== Work to complete ==
Which lines of the entries hold the string "sunglasses"? Copy each one.

BEGIN Extracted information

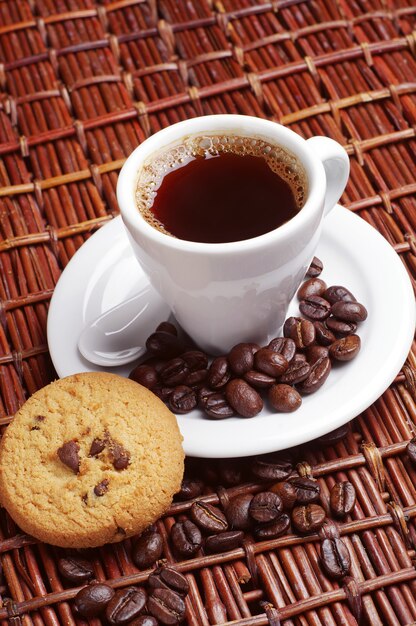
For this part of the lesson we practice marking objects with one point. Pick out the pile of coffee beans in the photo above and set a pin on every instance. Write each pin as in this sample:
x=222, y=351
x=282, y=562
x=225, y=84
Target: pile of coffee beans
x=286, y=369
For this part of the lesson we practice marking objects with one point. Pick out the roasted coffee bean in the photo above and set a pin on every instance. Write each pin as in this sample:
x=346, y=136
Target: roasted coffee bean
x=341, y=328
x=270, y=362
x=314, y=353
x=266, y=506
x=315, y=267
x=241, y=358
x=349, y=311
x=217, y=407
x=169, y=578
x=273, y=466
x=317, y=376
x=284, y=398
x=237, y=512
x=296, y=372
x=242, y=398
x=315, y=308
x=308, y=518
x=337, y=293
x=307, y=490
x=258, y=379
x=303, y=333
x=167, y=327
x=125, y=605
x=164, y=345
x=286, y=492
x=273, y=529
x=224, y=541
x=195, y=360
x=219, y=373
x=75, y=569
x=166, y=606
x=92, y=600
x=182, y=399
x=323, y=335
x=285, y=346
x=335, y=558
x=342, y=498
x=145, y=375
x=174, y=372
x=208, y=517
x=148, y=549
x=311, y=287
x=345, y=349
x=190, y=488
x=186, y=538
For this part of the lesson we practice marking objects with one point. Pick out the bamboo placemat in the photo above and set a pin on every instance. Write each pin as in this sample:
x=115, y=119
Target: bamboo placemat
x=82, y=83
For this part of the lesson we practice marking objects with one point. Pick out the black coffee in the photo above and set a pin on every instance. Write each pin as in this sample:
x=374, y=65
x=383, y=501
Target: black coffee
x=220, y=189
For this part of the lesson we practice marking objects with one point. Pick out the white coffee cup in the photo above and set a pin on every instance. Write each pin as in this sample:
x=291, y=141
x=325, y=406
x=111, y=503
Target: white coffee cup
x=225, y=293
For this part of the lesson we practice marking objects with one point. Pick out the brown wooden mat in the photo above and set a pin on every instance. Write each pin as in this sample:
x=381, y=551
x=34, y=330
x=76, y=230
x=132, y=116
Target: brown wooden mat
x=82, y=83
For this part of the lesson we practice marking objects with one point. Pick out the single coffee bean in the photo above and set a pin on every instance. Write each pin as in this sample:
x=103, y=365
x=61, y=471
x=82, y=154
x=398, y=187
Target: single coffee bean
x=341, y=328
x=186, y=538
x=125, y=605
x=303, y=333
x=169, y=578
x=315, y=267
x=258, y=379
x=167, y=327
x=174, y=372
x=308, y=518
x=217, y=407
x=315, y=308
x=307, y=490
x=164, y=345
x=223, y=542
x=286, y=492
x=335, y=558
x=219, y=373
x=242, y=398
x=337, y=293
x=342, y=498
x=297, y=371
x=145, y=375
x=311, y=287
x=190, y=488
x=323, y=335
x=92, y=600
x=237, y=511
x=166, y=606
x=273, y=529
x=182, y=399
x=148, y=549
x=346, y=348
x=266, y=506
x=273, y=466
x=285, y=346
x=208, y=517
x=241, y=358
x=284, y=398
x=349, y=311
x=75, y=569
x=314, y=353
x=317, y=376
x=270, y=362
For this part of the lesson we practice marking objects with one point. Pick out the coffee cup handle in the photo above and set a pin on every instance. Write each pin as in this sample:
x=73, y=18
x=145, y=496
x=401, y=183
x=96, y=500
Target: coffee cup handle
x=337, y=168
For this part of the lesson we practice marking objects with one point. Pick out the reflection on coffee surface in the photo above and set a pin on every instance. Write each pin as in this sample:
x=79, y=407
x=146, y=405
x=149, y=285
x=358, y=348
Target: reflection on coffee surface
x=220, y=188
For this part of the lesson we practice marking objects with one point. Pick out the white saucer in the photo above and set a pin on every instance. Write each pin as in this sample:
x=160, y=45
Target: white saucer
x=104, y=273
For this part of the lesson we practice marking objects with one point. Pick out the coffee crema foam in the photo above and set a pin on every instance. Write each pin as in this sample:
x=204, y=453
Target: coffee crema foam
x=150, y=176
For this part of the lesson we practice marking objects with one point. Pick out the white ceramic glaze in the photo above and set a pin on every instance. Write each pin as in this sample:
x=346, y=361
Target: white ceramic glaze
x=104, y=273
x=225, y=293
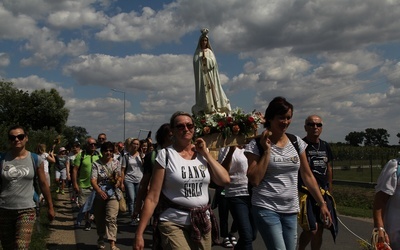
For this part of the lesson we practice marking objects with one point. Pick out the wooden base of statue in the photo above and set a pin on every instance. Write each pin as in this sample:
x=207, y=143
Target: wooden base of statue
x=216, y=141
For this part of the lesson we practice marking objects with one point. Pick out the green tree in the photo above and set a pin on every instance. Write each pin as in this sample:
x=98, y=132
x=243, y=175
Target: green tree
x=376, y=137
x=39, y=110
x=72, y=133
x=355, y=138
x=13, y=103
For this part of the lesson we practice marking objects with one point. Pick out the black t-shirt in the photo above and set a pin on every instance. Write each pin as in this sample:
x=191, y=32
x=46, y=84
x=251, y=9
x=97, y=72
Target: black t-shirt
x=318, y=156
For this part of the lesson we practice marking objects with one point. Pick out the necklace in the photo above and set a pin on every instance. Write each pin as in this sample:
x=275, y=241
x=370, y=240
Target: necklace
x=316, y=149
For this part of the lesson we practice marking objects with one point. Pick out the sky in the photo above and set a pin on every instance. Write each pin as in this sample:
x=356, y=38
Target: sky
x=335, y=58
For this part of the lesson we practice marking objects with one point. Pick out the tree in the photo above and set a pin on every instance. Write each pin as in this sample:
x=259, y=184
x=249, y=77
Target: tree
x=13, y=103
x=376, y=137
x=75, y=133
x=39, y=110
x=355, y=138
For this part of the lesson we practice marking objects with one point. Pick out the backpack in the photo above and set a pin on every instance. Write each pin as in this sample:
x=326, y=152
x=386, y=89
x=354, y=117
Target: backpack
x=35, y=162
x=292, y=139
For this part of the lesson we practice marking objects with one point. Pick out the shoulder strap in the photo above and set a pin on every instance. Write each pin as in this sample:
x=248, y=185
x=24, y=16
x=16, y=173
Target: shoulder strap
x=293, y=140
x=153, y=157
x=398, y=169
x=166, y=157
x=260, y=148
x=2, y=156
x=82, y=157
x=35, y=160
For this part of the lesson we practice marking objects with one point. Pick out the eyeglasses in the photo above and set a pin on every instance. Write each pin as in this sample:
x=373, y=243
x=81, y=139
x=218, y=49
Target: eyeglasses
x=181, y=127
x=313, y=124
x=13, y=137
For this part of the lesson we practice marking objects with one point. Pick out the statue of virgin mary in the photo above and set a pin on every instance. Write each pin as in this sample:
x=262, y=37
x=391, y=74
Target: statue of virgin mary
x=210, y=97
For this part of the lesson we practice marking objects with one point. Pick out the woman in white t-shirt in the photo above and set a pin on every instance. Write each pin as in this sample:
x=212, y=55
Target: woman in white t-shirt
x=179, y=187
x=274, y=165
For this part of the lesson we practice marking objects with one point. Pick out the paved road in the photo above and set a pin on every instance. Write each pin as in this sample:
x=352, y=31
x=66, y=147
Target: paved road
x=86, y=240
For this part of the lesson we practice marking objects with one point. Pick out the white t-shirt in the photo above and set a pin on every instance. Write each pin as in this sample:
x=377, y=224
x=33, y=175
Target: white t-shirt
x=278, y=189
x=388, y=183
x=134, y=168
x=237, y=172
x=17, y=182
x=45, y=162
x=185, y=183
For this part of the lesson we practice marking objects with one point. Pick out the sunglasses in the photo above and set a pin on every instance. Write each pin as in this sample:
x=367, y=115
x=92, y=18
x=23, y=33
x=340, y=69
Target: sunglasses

END Extracted information

== Task solution ==
For this part of the lesson we practice marking objects with one point. Pick out the sunglasses in the photo above and set a pin on every instance. Write each pin as in this sample:
Target: sunglasses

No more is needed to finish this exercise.